TASK: Copy each of the following lines word for word, without changing anything.

● ● ● ● ●

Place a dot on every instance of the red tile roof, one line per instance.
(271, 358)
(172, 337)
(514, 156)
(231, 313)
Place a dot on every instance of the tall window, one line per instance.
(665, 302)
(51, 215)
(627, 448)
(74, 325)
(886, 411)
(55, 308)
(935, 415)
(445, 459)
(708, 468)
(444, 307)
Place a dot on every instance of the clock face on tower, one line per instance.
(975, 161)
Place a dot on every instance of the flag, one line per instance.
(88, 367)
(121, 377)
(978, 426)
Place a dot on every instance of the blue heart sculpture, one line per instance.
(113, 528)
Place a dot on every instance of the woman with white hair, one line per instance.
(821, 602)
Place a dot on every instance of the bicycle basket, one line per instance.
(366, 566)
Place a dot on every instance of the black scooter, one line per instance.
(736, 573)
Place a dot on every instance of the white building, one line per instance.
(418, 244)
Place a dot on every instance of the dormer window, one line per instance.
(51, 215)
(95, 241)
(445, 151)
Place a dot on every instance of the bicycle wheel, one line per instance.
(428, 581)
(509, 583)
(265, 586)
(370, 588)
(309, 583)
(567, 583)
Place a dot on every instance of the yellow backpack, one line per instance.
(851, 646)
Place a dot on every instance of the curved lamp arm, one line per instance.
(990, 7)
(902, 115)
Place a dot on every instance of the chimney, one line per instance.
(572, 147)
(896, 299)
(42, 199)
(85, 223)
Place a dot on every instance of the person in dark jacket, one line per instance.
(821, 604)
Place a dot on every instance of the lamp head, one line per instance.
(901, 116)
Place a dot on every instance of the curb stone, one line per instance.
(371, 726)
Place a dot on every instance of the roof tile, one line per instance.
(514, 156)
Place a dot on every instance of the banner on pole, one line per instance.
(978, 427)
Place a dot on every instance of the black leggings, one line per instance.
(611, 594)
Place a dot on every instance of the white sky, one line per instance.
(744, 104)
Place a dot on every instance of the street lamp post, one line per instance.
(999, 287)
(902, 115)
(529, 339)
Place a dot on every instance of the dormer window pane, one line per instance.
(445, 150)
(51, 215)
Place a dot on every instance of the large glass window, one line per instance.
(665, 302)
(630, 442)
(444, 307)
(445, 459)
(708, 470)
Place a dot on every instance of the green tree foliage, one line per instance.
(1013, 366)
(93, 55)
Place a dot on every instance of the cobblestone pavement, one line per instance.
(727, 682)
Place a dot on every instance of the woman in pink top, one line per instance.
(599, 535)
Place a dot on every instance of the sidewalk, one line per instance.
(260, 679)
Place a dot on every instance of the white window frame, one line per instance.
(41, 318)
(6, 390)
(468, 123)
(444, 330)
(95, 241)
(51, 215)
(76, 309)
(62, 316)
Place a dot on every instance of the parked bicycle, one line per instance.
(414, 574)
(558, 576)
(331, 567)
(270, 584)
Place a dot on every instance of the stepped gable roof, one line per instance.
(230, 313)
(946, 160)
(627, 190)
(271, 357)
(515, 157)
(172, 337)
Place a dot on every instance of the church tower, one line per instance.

● ● ● ● ●

REPLY TO THE TASK:
Place a dot on every instance of the red tile roof, one line per instance.
(271, 358)
(172, 337)
(514, 156)
(231, 313)
Place a dot on every instance of the tall window, one line per instance.
(665, 302)
(51, 215)
(627, 448)
(74, 325)
(886, 411)
(55, 308)
(935, 415)
(445, 459)
(708, 468)
(444, 307)
Place a dot on every instance of the clock face on tower, one line per instance.
(975, 161)
Place a dot on every instance of the flag, one line per instance.
(88, 367)
(121, 377)
(978, 426)
Place a dot on every instance of the blue heart sculpture, one line per instance.
(113, 528)
Place a dot on every instance of the woman with white hair, one line per instance.
(821, 602)
Place a dot on every instance of the bicycle basket, one line per instance.
(366, 566)
Place a dot on every instance of the black scooter, one line per instance.
(736, 573)
Place a dot on every instance of the white building, one line per instance.
(418, 244)
Place a dot on every instance of the dormer window, one line per instance.
(51, 215)
(95, 241)
(445, 151)
Place a dot on every instance of the bicycle wheel, one line per instance.
(428, 581)
(509, 583)
(265, 586)
(370, 588)
(309, 583)
(567, 583)
Place a dot on every instance of the yellow backpack, one line per instance.
(851, 646)
Place a dot on every instance of the curved lamp arm, one line per instance.
(990, 7)
(902, 115)
Place a dot on every instance of the chimney, one line per instance.
(572, 147)
(896, 299)
(42, 199)
(85, 223)
Place a dot on every instance of the person in dark jacket, one line per instance.
(821, 604)
Place a dot on every instance of the lamp head, one line per instance.
(901, 116)
Place a dot on every instance of the curb stone, one line per instance.
(371, 726)
Place a dot on every instance of the roof tile, one line per instance.
(514, 156)
Place a dot on every instance of the banner on pole, one line per instance.
(978, 427)
Place a dot on every instance of the black leggings, one line per instance.
(611, 594)
Place a dot on every instance of the white sky, one line per instance.
(744, 104)
Place a dot on every instance of the street lamp post, one line per instance.
(999, 287)
(902, 115)
(529, 339)
Place a dot on every instance of the dormer window pane, one line per instance.
(445, 150)
(51, 215)
Place a dot on every instance of the large glass window, one line per instance.
(665, 302)
(630, 442)
(444, 307)
(445, 459)
(708, 470)
Place a dot on every instance of the green tree foliage, one line per instance.
(1013, 366)
(93, 55)
Place a dot on every instance of the cobblestone pavement, one line per instance.
(727, 682)
Place a dot on every instance of the woman in pink top, one line per instance.
(599, 535)
Place a dot on every instance of the sidewalk, one line per instance.
(260, 679)
Place a dot on every instance of the white window frame, one line per instance.
(41, 318)
(6, 390)
(468, 123)
(444, 330)
(95, 241)
(51, 215)
(76, 309)
(62, 316)
Place a dot on every instance of the parked bicycle, one line per instance.
(414, 574)
(558, 576)
(331, 567)
(270, 584)
Place a dot on every instance of the stepped gable roof, one line per instance.
(230, 313)
(946, 160)
(627, 190)
(271, 357)
(515, 157)
(172, 337)
Place a dot on every instance of the church tower, one line per instance.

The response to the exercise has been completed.